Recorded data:

####

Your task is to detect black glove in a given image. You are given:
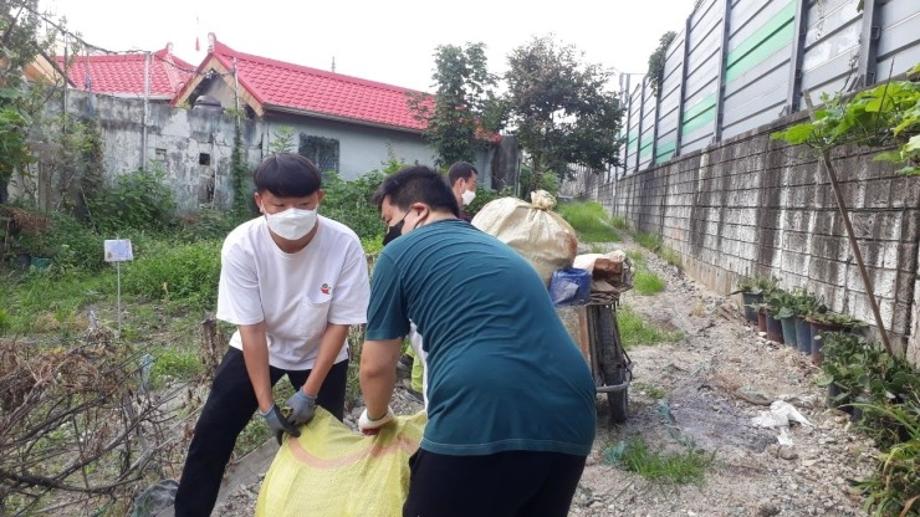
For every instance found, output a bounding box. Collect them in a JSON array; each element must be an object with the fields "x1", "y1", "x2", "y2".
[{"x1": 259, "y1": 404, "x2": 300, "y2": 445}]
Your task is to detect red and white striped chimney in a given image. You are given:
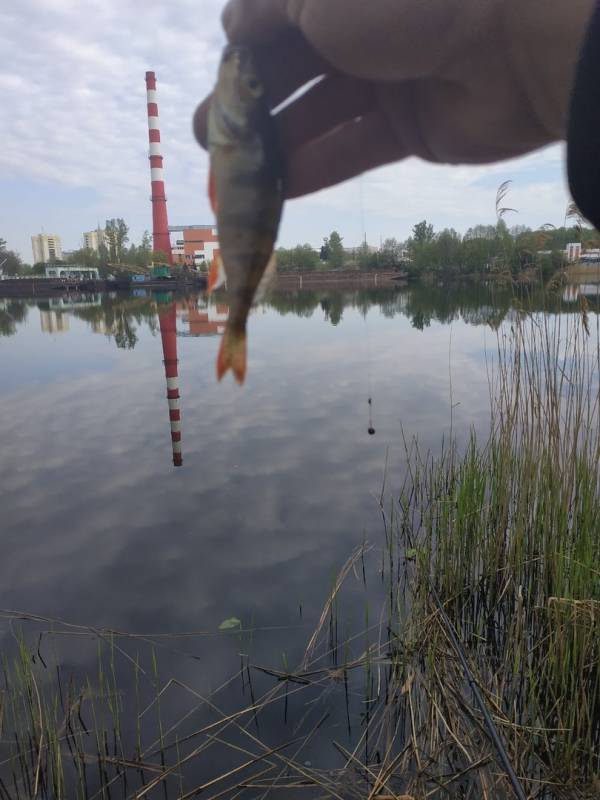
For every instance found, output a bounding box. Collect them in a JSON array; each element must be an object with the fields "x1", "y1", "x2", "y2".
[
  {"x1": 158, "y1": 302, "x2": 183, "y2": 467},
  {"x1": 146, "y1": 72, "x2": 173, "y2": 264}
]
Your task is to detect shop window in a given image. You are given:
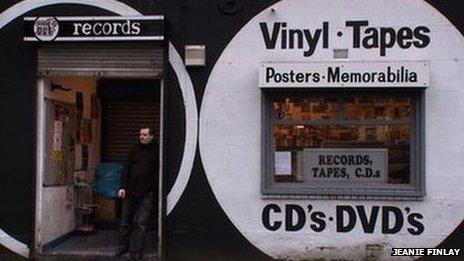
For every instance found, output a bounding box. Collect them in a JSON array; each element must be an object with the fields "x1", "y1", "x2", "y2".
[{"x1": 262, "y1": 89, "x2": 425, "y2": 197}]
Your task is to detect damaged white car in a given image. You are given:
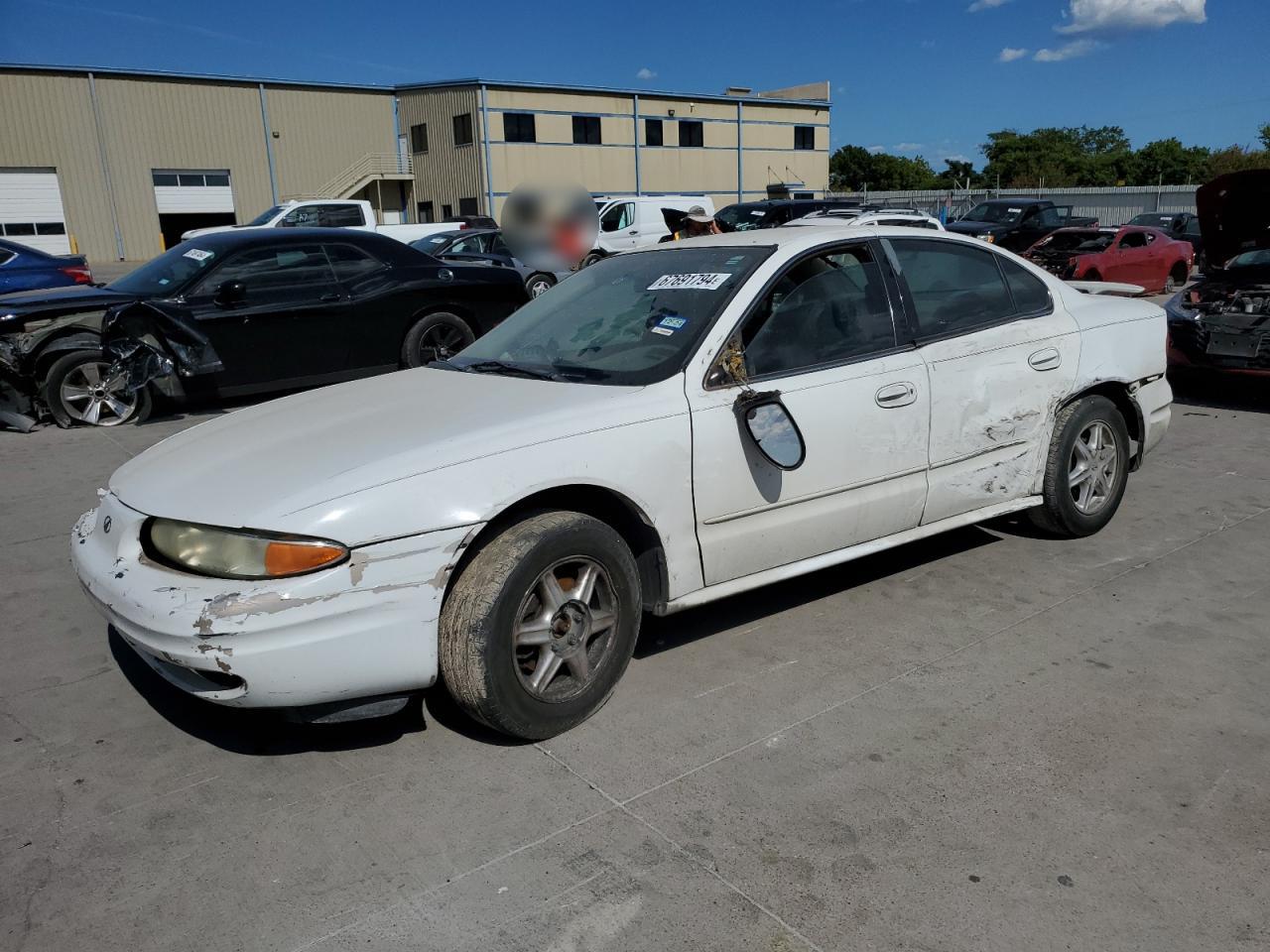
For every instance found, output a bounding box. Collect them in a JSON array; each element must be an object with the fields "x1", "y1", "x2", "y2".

####

REQUEST: Put every line of the entries above into a Markdown table with the columns "Row" and "Line", numbering each line and skipping blank ones. Leave the pictures out of the table.

FULL RESPONSE:
| Row | Line |
|---|---|
| 1 | Your task is to detect black glove in a given image. You are given: |
| 2 | For every instance found, output a bounding box. Collect them in a JSON array; each element must be an object with the fields "x1", "y1", "x2", "y2". |
| 3 | [{"x1": 259, "y1": 404, "x2": 300, "y2": 445}] |
| 4 | Your task is to detect red and white striped chimney in a given image. You are given: |
| 5 | For every instance found, output a bounding box. Collect them in a JSON array; each element must be an object with the fields "x1", "y1", "x2", "y2". |
| 6 | [ |
| 7 |   {"x1": 158, "y1": 302, "x2": 183, "y2": 467}, |
| 8 |   {"x1": 146, "y1": 72, "x2": 173, "y2": 264} |
| 9 | ] |
| 10 | Your task is to detect shop window in a given image. You are given: |
| 11 | For every instance found, output a bounding box. Collect them in a JSON array; each element must be an object with the fields "x1", "y1", "x2", "y2". |
| 12 | [{"x1": 262, "y1": 89, "x2": 425, "y2": 197}] |
| 13 | Your task is to detect damaged white car in a given image. You are given: |
| 14 | For every instance found, output a bounding box. Collect them in a JSON array; each element must be an object with the fields "x1", "y1", "x2", "y2". |